Written request: Render the items from the start through the line containing "x=477, y=347" as a two-column CSV with the headers input and output. Give one row per item, with its text and its answer each in a single quoted field and line breaks replaced by spaces.
— begin Material shown —
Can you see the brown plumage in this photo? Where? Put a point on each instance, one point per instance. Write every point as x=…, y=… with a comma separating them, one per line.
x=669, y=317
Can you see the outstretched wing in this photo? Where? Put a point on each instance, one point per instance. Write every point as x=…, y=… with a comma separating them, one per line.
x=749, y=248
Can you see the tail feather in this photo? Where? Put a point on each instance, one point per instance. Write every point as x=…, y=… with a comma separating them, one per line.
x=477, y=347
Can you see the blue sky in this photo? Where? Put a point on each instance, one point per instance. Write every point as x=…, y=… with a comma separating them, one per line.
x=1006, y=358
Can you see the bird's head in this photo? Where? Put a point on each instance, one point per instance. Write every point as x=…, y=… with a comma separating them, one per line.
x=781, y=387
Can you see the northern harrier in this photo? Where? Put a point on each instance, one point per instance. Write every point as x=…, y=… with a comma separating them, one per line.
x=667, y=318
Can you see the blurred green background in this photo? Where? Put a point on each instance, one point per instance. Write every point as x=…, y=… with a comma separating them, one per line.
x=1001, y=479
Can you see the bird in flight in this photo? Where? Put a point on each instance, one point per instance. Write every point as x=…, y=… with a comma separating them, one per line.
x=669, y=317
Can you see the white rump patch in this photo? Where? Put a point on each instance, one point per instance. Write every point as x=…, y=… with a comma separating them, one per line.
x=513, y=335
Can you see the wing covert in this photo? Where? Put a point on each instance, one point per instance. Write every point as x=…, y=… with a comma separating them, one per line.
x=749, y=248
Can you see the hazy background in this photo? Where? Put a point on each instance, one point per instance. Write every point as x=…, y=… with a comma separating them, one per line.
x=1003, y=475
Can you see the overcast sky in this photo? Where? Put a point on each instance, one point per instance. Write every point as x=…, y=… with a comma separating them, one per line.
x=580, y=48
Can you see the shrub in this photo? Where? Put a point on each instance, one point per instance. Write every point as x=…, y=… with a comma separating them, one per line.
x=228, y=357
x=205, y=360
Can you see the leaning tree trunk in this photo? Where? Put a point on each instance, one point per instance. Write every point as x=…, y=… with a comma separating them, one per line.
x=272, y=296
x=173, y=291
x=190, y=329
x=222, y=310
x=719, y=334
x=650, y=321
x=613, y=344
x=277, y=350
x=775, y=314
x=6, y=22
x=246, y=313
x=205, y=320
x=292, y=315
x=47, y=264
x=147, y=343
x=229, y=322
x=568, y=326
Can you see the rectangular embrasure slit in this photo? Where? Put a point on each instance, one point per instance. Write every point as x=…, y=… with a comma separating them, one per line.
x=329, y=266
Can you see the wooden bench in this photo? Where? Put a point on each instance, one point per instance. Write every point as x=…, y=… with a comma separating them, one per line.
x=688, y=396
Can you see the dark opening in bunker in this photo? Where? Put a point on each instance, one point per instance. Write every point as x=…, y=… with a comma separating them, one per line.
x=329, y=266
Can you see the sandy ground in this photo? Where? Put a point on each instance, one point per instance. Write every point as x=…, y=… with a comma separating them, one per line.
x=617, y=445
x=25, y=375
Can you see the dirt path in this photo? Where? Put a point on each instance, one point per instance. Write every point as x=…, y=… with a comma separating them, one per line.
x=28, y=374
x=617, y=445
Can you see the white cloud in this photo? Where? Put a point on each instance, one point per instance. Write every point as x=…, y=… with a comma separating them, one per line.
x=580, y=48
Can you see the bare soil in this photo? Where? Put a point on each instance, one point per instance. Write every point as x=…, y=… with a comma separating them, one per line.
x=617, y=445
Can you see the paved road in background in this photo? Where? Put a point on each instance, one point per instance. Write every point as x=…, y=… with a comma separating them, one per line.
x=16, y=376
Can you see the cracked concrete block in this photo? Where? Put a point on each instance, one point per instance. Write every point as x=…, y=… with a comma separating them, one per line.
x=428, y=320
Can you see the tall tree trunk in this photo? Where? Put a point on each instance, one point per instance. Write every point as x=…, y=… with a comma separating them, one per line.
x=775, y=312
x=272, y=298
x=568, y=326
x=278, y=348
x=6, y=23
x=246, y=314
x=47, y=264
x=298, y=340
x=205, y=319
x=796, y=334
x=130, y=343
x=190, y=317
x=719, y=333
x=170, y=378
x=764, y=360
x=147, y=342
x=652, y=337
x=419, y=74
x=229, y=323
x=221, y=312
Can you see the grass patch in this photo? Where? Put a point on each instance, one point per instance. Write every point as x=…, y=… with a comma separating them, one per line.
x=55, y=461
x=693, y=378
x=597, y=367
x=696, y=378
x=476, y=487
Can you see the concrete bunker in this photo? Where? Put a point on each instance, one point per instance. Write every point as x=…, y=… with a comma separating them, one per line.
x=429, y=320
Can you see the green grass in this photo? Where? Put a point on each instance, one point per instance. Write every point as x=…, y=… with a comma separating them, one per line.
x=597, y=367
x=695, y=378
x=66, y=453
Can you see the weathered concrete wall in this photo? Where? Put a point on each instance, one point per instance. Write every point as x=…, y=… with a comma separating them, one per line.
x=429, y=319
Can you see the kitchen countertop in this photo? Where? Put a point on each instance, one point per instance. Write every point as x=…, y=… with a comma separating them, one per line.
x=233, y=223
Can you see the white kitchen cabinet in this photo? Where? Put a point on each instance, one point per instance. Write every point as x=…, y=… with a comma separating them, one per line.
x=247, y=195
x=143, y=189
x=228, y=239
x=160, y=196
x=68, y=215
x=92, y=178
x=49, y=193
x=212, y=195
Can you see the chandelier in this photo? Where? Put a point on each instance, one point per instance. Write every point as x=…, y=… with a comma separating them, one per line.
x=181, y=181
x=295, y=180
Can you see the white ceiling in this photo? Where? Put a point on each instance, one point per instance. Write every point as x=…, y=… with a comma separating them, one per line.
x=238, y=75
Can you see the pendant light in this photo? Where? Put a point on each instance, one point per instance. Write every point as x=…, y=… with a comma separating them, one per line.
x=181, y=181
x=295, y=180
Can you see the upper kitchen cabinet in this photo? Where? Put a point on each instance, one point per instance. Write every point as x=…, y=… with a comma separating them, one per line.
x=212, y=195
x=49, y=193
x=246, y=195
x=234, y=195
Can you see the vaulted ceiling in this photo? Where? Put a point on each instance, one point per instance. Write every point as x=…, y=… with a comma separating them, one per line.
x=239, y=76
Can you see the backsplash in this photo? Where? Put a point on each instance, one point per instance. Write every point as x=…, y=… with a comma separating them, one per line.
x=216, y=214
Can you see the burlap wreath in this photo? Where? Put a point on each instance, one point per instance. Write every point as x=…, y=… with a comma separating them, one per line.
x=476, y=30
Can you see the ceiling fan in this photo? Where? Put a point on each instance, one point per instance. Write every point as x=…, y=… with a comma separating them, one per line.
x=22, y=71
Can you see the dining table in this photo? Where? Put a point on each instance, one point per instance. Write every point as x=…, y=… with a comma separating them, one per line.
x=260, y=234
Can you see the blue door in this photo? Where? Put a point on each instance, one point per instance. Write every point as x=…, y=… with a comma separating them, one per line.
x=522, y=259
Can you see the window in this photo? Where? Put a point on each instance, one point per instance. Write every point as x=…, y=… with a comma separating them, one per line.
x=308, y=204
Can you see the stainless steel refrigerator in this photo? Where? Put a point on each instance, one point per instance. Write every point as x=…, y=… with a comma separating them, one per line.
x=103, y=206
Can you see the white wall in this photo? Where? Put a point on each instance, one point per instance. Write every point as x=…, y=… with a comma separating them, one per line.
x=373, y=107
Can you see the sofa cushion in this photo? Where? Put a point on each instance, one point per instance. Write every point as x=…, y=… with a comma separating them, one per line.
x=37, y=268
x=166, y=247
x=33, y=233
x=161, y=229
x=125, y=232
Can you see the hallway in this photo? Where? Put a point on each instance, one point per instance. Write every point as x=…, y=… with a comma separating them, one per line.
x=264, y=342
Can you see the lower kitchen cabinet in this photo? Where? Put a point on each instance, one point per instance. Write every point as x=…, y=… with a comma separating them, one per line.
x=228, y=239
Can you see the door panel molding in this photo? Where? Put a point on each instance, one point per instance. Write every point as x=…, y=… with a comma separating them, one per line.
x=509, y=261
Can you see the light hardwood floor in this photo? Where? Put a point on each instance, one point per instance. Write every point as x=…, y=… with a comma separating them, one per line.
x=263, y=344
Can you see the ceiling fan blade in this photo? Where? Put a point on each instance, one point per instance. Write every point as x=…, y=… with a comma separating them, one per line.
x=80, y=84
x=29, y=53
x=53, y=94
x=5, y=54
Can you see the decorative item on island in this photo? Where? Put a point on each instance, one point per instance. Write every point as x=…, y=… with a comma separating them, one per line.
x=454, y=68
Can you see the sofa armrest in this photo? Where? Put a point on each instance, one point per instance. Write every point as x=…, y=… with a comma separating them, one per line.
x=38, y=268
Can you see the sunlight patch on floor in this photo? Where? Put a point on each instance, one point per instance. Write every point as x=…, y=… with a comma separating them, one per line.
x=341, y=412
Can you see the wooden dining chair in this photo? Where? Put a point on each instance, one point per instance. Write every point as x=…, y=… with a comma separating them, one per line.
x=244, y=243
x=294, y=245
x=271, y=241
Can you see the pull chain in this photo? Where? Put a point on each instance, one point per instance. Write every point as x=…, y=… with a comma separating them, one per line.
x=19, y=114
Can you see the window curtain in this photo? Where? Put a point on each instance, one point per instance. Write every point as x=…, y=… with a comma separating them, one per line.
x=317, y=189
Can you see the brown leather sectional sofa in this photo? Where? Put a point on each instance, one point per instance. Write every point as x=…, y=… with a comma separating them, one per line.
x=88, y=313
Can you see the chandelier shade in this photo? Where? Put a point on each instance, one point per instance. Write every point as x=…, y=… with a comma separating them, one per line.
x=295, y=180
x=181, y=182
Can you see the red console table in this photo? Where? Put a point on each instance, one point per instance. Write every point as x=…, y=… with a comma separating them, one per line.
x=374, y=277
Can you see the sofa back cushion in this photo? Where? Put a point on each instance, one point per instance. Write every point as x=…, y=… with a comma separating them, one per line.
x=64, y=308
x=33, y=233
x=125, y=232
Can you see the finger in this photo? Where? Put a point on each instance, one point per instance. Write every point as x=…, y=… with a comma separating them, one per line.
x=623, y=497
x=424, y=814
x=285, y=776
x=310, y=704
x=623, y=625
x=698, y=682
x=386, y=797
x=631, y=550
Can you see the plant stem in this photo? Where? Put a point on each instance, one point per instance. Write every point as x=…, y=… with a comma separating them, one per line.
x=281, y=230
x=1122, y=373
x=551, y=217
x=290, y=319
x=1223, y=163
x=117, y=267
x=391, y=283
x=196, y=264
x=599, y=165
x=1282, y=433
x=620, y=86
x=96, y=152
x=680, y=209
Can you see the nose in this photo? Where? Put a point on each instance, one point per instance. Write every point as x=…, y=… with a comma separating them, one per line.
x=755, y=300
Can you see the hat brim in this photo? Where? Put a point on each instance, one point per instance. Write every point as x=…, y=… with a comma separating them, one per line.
— end Material shown —
Task result:
input,output
"Can you see the brown plumage in this photo? Where? Put a point on each instance, one point per instance. Write every point as x=…, y=… with a comma separating them, one per line.","x=669, y=317"
"Can you see the outstretched wing in this photo? Where? Put a point on each instance, one point per instance. Write every point as x=…, y=… with a comma separating them, one per line.","x=749, y=248"
"Can you see the tail feather in this photo? Where? Put a point on each instance, one point per instance. Write every point as x=…, y=… with a comma separating them, one per line.","x=477, y=347"